| Actions to take |
1: Decide whether each statement below agrees with the ANOVA passage: (a) the simplest type of ANOVA is one way between groups; (b) in the repeated measures drug example, the samples are independent of each other; (c) the factorial ANOVA involves more than one variable and more than one level. Answer yes or no for each, quoting the deciding words of the passage.
2: Return everything in the ANOVA passage from "The ANOVA or" down to "to the grades.", copied word for word.

| Selected text |

***

The ANOVA or Analysis of Variance test is conducted to examine if there is any difference between the means of two or more groups on a variable. To explain this better let us take the example of the test scores of students in an internal semester exam and in an external final exam. The ANOVA test allows you to categorize the groups according to the grades and then examine how performance differs according to the grades.

There are different types of ANOVA. The simplest type is one way between groups. The example above corresponds to this type, where there is one factor namely the score, but the two samples are independent of each other. That is to say the scores in the internal exam have no bearing on the scores in the final exam. The second type is the repeated measures variety. This is normally used for measuring variances over a certain course of time. Let us say that we are administering a drug to a group of patients and looking at their response on Day 1, Day 2 and Day 3. In this case, the samples are dependent on each other; the outcome on Day 1 could have a bearing on the outcome of Day 2.

A third and more complex version is the factorial ANOVA. This is where there is more than one variable and more than one level. Let us say that a drug is being administered to men and women and their responses are being checked. Now we have two factors, men and women. We are also looking at their response on Day 1, Day 2 and Day 3. The responses of the men and women are not dependent on each other, but the response of one day has an effect on the response of the next day. Therefore, in this method variables can be both dependent and independent of each other.

***

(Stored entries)
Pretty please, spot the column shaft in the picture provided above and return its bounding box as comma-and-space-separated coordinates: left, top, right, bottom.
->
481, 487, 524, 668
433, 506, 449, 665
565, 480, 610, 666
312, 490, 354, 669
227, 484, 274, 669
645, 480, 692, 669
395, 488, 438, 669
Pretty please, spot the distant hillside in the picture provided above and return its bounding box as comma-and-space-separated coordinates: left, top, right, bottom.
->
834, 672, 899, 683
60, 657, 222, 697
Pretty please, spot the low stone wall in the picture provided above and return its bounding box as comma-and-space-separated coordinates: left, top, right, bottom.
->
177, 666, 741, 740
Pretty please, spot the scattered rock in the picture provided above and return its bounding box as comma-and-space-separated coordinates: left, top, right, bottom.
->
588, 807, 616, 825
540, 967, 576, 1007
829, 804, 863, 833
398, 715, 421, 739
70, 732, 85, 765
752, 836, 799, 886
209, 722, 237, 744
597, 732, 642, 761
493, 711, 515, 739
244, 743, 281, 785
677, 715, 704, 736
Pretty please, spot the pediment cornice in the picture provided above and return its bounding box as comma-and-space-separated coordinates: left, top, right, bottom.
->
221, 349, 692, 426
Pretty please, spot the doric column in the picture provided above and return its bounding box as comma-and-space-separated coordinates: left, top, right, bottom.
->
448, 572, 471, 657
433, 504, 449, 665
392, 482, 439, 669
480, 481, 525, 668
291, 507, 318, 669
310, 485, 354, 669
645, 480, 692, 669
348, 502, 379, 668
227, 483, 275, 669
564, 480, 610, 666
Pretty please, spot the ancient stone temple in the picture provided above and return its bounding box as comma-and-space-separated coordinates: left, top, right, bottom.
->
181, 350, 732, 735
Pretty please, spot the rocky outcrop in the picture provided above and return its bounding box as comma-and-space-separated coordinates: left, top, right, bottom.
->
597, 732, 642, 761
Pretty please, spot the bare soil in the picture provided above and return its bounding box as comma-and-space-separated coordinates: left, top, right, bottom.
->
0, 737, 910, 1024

***

| Answer set |
1:
(a) Yes: "The simplest type is one way between groups."
(b) No: "In this case, the samples are dependent on each other"
(c) Yes: "This is where there is more than one variable and more than one level."

2:
The ANOVA or Analysis of Variance test is conducted to examine if there is any difference between the means of two or more groups on a variable. To explain this better let us take the example of the test scores of students in an internal semester exam and in an external final exam. The ANOVA test allows you to categorize the groups according to the grades and then examine how performance differs according to the grades.